CONSIGNE ÉCRITE 1:
Comptez les lignes de la liste qui contiennent la chaîne « white », en tenant compte de la casse, et indiquez seulement ce nombre.

Visite au GouvCamp du 16/10/2015
Mis en ligne le lundi 19 octobre 2015 à 00:15
J'ai reçu jeudi midi une invitation à participer à des ateliers de co-ecriture de la loi qui ont eu lieu le lendemain, vendredi 16 Octobre 2015, à Paris, entre 14h et 17h.
Je n'ai pas été le seul à me demander si ce c'était utile de répondre présent: quelle représentativité, quelle efficacité on aurait pu bien avoir dans une réunion organisée avec un si bref délai?
Cependant, j'ai décidé de reporter le travail prévu cet après-midi, et prendre le temps d'aller voir.

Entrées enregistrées

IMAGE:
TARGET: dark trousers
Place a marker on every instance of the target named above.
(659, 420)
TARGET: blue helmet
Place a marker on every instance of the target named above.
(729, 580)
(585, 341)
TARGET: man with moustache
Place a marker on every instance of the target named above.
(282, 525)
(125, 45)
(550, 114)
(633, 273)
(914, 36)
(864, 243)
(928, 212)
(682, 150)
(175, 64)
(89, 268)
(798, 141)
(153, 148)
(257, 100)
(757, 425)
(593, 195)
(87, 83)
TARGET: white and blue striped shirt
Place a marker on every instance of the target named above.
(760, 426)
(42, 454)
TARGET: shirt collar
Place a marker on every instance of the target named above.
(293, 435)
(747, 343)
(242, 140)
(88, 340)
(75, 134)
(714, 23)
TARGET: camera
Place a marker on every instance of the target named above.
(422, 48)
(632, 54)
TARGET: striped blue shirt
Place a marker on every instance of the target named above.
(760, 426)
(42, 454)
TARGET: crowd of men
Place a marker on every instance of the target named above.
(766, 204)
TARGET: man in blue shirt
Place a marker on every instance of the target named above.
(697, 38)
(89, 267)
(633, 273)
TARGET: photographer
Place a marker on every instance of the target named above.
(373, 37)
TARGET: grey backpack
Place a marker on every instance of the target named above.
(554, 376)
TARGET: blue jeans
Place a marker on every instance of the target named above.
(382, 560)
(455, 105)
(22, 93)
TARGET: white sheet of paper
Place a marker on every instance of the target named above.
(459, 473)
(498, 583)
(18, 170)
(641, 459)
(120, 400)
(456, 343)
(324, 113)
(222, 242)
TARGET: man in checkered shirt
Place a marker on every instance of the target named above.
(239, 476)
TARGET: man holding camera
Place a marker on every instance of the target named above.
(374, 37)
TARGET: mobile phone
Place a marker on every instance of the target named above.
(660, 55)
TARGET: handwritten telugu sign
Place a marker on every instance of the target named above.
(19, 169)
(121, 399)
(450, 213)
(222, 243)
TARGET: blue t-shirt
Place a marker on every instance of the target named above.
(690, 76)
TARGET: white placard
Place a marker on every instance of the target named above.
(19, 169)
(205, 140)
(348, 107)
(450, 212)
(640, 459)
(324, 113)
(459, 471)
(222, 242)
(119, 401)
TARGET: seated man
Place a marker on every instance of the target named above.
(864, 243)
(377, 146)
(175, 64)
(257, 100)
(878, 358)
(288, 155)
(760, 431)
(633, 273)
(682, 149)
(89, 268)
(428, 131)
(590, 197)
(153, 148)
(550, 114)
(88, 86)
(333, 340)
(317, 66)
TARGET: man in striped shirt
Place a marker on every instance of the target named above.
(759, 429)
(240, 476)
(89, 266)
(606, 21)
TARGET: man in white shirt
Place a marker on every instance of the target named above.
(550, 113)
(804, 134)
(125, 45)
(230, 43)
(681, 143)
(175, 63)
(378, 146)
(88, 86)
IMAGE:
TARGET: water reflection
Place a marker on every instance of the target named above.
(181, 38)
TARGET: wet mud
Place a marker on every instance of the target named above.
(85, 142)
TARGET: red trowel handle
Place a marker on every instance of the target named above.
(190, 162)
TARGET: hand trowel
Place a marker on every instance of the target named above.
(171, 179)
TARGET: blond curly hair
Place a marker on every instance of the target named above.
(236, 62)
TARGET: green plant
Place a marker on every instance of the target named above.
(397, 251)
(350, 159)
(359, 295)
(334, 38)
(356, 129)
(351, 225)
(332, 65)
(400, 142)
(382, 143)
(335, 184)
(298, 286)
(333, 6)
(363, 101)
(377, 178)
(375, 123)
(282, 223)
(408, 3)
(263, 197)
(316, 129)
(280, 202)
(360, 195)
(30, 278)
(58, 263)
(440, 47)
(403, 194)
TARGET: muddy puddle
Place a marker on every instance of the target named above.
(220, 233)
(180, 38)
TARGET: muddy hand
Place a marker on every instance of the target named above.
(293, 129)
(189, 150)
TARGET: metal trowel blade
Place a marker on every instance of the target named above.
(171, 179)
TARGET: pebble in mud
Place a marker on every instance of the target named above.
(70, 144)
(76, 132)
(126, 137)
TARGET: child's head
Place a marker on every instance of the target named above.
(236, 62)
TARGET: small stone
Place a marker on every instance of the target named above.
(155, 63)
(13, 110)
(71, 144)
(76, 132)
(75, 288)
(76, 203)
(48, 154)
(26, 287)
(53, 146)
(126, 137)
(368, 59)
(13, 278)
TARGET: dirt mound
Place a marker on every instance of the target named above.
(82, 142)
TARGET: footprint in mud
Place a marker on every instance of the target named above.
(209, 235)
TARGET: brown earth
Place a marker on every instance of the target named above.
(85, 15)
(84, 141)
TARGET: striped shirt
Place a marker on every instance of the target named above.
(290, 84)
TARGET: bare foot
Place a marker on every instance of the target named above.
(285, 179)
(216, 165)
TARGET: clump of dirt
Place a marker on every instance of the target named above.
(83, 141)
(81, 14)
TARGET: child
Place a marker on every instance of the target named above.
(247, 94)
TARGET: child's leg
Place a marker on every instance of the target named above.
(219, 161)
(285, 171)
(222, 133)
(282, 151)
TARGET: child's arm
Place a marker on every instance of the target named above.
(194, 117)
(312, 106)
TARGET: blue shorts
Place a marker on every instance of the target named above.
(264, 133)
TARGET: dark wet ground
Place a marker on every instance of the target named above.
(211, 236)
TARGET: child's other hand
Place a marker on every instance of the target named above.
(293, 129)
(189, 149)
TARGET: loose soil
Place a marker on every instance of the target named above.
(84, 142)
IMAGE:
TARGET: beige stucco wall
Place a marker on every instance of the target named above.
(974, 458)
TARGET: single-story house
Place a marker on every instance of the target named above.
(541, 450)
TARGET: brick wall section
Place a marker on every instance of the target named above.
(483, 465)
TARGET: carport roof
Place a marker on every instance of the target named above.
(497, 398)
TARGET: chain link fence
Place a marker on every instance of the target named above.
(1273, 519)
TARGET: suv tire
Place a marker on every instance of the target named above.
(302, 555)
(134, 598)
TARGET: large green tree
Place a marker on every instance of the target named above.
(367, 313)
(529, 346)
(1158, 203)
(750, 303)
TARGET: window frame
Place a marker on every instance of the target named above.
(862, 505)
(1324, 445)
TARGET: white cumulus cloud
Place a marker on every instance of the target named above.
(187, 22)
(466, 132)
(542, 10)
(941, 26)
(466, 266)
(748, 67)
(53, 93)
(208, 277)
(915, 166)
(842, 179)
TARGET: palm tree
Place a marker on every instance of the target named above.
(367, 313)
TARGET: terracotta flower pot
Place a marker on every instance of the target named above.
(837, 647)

CONSIGNE ÉCRITE 2:
Répondez aux questions suivantes sur le billet consacré au GouvCamp :
(a) À quelle date et à quelle heure le billet a-t-il été mis en ligne ?
(b) Entre quelles heures les ateliers de co-écriture de la loi se sont-ils déroulés ?
(c) Qu'est-ce qui a été reporté pour pouvoir aller voir ces ateliers ?

RÉPONSE CORRECTE 1:
5

RÉPONSE CORRECTE 2:
(a) Le lundi 19 octobre 2015 à 00:15.
(b) Entre 14h et 17h.
(c) Le travail prévu cet après-midi.